Stated task: Check each statement against the workflow failure paths text below, answering yes or no and quoting the words that decide it. 1. In the single-step failure path, end still executes after step2 fails. 2. In the implicit routing path, step1 has a next: field. 3. In the parallel failure path, step2a is cancelled when step2b fails.
━━ Page text
Failure Path (Single Step)

step1 -> step2 (fails after retries)
└─> step_failed(step2)
└─> route to end
└─> end executes
└─> [end evaluates: has failure]
└─> workflow_failed -> playbook_failed

Implicit Routing Path

step1 (no next: field)
└─> [implicit route created]
└─> end
└─> [end evaluates: success]
└─> workflow_completed -> playbook_completed

Parallel Failure Path (Future)

step1 -> [step2a (parallel) -> continues
step2b (parallel, fails) -> step_failed -> cancel(step2a)]
-> step2a (cancelled, routes to end)
-> end -> [end evaluates: has failure] -> workflow_failed -> playbook_failed

Sub-Playbook Failure (Future)

parent_step [calls child_playbook]
├─> child: step1 -> step2 (fails) -> child_end
│ └─> [evaluates]
│ └─> child_playbook_failed
└─> parent_step (inherits failure)
└─> step_failed(parent_step)
└─> parent_end
└─> [evaluates]
└─> parent_workflow_failed -> parent_playbook_failed

Database Schema

Current schema supports the architecture. Future enhancements may add:

Event Table (Future)
━━━━
━━ Information shown
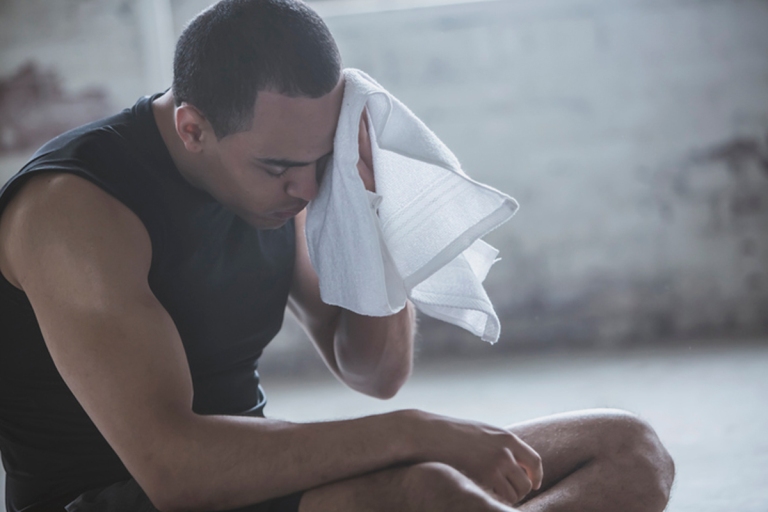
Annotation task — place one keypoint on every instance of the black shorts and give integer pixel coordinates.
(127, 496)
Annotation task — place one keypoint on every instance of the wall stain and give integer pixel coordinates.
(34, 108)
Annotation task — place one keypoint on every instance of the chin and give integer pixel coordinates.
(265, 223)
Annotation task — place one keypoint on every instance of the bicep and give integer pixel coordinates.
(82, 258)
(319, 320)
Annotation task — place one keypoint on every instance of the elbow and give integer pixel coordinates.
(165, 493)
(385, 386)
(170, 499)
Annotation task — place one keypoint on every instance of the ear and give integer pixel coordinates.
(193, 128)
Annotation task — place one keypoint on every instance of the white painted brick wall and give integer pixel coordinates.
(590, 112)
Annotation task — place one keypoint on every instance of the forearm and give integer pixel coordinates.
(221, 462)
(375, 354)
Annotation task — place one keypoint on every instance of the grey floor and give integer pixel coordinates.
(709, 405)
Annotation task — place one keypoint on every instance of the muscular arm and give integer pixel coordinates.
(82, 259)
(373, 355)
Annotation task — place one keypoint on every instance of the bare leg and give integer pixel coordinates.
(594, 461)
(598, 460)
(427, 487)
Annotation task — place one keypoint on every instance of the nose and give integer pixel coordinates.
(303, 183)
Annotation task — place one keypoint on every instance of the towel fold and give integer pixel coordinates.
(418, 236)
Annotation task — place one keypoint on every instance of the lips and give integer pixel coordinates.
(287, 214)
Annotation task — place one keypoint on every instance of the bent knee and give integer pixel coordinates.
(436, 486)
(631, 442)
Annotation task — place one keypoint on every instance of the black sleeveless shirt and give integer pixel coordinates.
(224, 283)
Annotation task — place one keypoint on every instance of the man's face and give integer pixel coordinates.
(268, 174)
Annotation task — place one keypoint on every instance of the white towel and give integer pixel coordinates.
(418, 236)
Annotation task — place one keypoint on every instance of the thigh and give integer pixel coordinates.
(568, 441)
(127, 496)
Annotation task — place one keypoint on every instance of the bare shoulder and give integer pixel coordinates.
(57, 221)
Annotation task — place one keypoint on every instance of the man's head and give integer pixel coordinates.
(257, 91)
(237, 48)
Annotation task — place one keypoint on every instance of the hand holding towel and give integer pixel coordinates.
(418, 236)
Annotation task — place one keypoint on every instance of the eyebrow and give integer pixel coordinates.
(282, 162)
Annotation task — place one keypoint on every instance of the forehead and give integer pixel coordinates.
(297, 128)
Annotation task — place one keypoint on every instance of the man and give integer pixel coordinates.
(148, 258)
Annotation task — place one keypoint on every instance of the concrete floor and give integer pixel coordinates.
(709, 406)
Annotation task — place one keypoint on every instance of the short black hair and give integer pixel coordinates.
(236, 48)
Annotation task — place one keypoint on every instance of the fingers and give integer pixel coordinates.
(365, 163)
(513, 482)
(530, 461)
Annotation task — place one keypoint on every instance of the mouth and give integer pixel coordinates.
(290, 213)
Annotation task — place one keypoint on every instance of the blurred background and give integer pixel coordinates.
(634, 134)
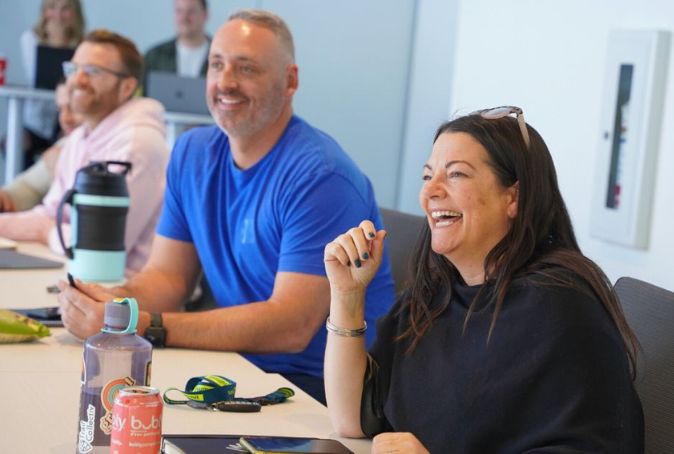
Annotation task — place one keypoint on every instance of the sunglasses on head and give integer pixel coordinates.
━━━━
Exercise output:
1. Yes: "end executes"
2. No: "step1 (no next: field)"
3. Yes: "step2b (parallel, fails) -> step_failed -> cancel(step2a)"